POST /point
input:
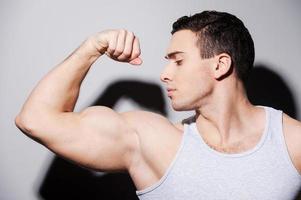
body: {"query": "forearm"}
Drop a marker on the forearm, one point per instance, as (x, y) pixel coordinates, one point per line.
(59, 89)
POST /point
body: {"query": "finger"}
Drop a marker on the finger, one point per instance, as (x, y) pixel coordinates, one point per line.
(120, 43)
(112, 44)
(136, 49)
(127, 51)
(136, 61)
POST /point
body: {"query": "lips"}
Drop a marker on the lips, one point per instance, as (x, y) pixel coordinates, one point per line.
(170, 91)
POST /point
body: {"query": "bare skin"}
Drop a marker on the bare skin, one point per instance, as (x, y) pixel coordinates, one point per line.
(139, 142)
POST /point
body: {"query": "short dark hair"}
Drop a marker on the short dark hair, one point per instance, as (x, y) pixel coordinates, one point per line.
(221, 32)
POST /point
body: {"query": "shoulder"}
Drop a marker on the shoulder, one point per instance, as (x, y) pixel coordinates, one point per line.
(180, 125)
(292, 134)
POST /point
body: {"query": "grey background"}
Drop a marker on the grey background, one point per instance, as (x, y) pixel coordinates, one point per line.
(38, 34)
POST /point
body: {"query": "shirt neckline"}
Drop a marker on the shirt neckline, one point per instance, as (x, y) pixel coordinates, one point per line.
(244, 153)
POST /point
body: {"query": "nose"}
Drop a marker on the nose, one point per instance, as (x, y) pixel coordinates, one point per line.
(165, 75)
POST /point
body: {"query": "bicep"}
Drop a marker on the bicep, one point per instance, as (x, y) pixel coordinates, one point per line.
(98, 138)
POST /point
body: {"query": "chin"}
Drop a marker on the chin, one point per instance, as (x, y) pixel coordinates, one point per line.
(181, 107)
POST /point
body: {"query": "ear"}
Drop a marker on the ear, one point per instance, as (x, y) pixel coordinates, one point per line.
(222, 65)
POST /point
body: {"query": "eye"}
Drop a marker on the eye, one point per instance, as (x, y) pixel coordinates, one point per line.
(179, 62)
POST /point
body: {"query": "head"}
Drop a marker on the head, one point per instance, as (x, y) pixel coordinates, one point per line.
(206, 49)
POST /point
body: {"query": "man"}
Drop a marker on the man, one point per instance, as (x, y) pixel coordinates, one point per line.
(230, 149)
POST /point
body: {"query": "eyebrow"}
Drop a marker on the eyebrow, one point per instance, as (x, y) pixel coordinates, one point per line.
(172, 54)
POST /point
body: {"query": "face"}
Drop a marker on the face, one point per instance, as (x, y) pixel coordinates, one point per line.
(189, 77)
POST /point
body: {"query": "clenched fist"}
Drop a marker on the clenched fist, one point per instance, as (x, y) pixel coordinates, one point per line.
(120, 45)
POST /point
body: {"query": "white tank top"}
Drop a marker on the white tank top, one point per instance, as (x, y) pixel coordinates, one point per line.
(264, 172)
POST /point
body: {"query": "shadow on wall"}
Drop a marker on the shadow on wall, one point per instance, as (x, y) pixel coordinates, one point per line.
(265, 87)
(65, 180)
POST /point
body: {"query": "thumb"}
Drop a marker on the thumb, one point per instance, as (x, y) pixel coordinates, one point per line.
(136, 61)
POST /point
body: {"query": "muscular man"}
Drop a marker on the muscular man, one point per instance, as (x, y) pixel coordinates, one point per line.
(230, 149)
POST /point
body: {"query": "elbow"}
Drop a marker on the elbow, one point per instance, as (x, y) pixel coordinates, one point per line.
(24, 124)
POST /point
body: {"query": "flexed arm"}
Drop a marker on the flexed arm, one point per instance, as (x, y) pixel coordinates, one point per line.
(97, 137)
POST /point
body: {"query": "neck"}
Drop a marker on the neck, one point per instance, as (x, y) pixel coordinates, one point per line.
(228, 112)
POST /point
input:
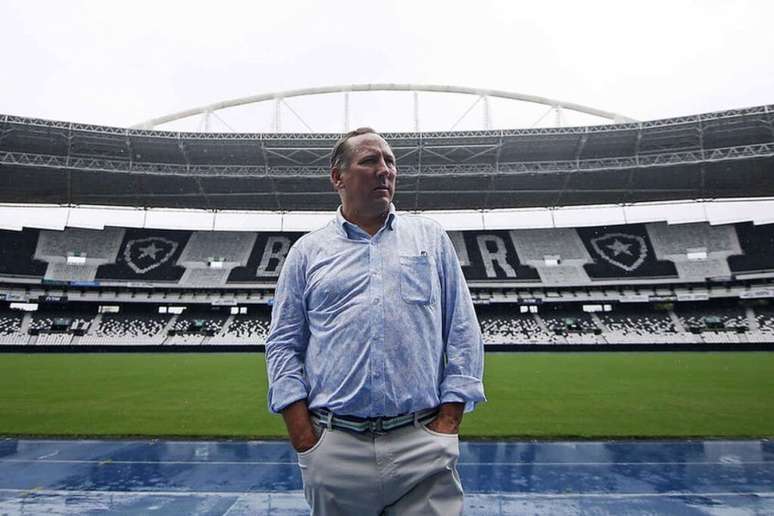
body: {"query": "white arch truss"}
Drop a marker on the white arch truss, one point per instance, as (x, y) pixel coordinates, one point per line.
(483, 95)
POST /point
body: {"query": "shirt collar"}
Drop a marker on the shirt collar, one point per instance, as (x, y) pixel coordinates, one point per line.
(342, 224)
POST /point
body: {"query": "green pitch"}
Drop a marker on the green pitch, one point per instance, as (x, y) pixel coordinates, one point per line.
(535, 395)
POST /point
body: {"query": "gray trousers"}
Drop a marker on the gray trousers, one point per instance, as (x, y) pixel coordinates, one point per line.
(408, 471)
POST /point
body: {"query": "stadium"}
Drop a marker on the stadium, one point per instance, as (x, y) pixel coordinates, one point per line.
(144, 261)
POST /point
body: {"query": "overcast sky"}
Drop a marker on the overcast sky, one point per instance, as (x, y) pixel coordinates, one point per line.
(119, 63)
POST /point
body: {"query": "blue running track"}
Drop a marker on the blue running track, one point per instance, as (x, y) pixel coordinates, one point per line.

▶ [Request]
Transcribe each line above verbatim, with the pictures left out.

▶ [Solution to the problem]
POST /point
input:
body: {"query": "forearm"}
Drop a marker on the forearm, one point per instance, as (x, y) pixel coordinates, one point per line.
(59, 89)
POST /point
body: {"query": "finger"}
Drop a marker on the finger, one point per instance, as (x, y) pixel coordinates, one point per line.
(120, 43)
(112, 44)
(136, 49)
(127, 51)
(136, 61)
POST /point
body: {"query": "lips"}
Drop a marker on the lips, one point per instance, as (x, y) pixel coordinates, one point per line.
(170, 91)
POST /point
body: {"query": "bare skin"}
Drop a marker on the bare skin, one point per instance, as (x, y) pixel coordinates, one point per line.
(139, 142)
POST /point
body: {"query": "short dark hair"}
Drop a marker on the short dark hair, one point per instance, as (x, y) pixel coordinates, one point per line.
(221, 32)
POST /point
body: {"query": "shoulder"}
Drop a marker on the shoulder, one point per instance, as (x, y) pixel coordinates, one point per line.
(180, 125)
(292, 134)
POST /point
body: {"query": "grey background"}
Drop a marker on the grey background, one point per instance, as (x, y) pixel coordinates, one point per line.
(38, 34)
POST /point
body: {"query": "shirt neckline"}
Drop a marker on the shirt neckline, one point per instance, as (x, y) pixel coordinates, one point per line.
(244, 153)
POST /point
body: {"query": "nose"}
Drop a marker on the nose, one point per instance, as (x, y) pixel coordinates, one point per line.
(165, 75)
POST /point
body: {"query": "bicep"}
Drop a marker on the bicep, one point per instance, as (x, y) pixel coordinates, one point per line.
(98, 138)
POST /point
body: {"query": "chin"}
Drop a marker on the chin, one point per instance, as (x, y) pixel coordinates, one point per line.
(181, 107)
POST /point
body: {"query": "ear"}
Drop a marker on the ear, one point per instance, as (x, y) pixel coordinates, one point per line.
(222, 65)
POST /point
body: {"query": "eye"}
Drop a marker on the eye, one point per instance, as (x, y) pixel coordinates, one point per line.
(179, 62)
POST /point
body: {"query": "head"}
Drop a marker on the head, one point per instance, as (x, y) pixel coordinates, one point per line.
(206, 49)
POST /point
body: {"query": "man"}
Drop a marker on the man, one point per instance, as (x, y) pixel coordinates, one point per line.
(230, 149)
POST /point
body: {"query": "eyebrow"}
Drop a marker on the eyebrow, one point per instance, as (x, y) pixel coordinates, one point per line.
(172, 54)
POST /point
body: {"query": "face"}
Drop a marker on the face, one point per instance, as (x, y) pixel coordinates, one point per line.
(189, 77)
POST /point
body: {"query": "clenched fist"}
Drop a marker on the clenched fist, one point per instance, as (x, y) pixel coordinates, one point per line.
(120, 45)
POST /point
body: {"query": "white tank top"}
Drop a marker on the white tank top, one point per instance, as (x, y) pixel coordinates, one point per line.
(264, 172)
POST /point
body: {"query": "shadow on wall"}
Drop a marker on the shadow on wall, one point per instance, as (x, y) pixel coordinates, one point per line.
(265, 87)
(65, 180)
POST /point
body: {"query": "thumb"}
Drop a marker on the thumb, one point per instance, as (x, y) pixel coordinates, one point per line.
(136, 61)
POST /point
body: {"query": "muscular man"}
Drop a marker on the muscular man, one point per instance, as (x, y) pixel coordinates, one point per line.
(230, 149)
POST /point
body: {"query": "elbow"}
Drop a marker on the elbow, one point per instance, as (x, y) pixel coordinates, one point per line.
(24, 124)
POST /point
body: {"query": "flexed arm"}
Drop a marker on the flexed arm, one point per instance, as (x, y) pixel coordinates, one point per line.
(97, 137)
POST /point
body: {"query": "neck"}
Drop a marker on the neck, one point per instance, as (x, y) pixel coordinates, one point per line.
(228, 112)
POST /point
input:
body: {"query": "white arch truss"}
Drop a marker on the white arch truss, one point per instance, as (x, y) pixel coordinates, one point per line.
(483, 95)
POST /point
body: {"query": "shirt collar"}
Drop a marker on the shirt collar, one point per instance, as (x, y) pixel coordinates, one point per line.
(342, 224)
POST /point
body: {"query": "green pitch"}
Drop a marker on the green pitch, one point per instance, as (x, y) pixel coordinates, one point per line.
(535, 395)
POST /point
body: {"query": "gray trousers"}
Drop a marker on the gray trousers, one point per instance, as (x, y) pixel coordinates, one point per line.
(408, 471)
POST /point
body: {"query": "stadium"}
Drop a marker on the stadium, one point per instance, as (x, y) pixel coordinates, one point per line.
(144, 261)
POST /point
body: {"query": "overcast sky"}
Drop a marker on the overcast sky, one point per instance, as (x, y) pixel coordinates, one point per line.
(119, 63)
POST /point
body: {"query": "blue running track"}
Drop a marker on the blue running track, one point per instance, as (x, y) pixel coordinates, one point per line.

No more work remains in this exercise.